Problem description:
When a line in the entries below contains the word "shop", copy that line.

Dataset records:
━━━━━━━━━━━━━━━━━━━━━━━━━━━━━━

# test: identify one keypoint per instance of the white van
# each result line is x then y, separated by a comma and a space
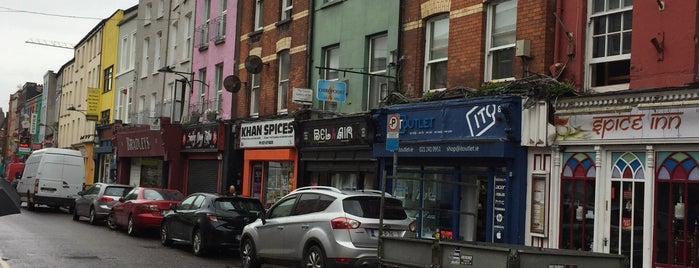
52, 177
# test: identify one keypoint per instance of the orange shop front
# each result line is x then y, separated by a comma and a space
269, 160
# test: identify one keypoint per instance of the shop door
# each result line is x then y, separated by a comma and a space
624, 228
203, 176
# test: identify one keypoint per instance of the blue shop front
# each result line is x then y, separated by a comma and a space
461, 171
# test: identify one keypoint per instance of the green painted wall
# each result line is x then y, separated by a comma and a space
350, 24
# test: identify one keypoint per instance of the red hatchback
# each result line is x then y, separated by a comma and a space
142, 208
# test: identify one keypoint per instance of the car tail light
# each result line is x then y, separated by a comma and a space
344, 223
149, 207
412, 226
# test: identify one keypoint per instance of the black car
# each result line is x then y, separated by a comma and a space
208, 221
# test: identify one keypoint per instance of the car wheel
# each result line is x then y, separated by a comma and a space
198, 243
314, 257
131, 227
75, 215
93, 217
111, 221
164, 236
248, 257
30, 202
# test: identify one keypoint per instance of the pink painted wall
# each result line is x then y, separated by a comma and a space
215, 53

━━━━━━━━━━━━━━━━━━━━━━━━━━━━━━

Problem solution:
# test: identify one keypoint per instance of the orange shop front
# test: identify one keypoint per instance of the shop door
# test: identify one keypoint per instance of the blue shop front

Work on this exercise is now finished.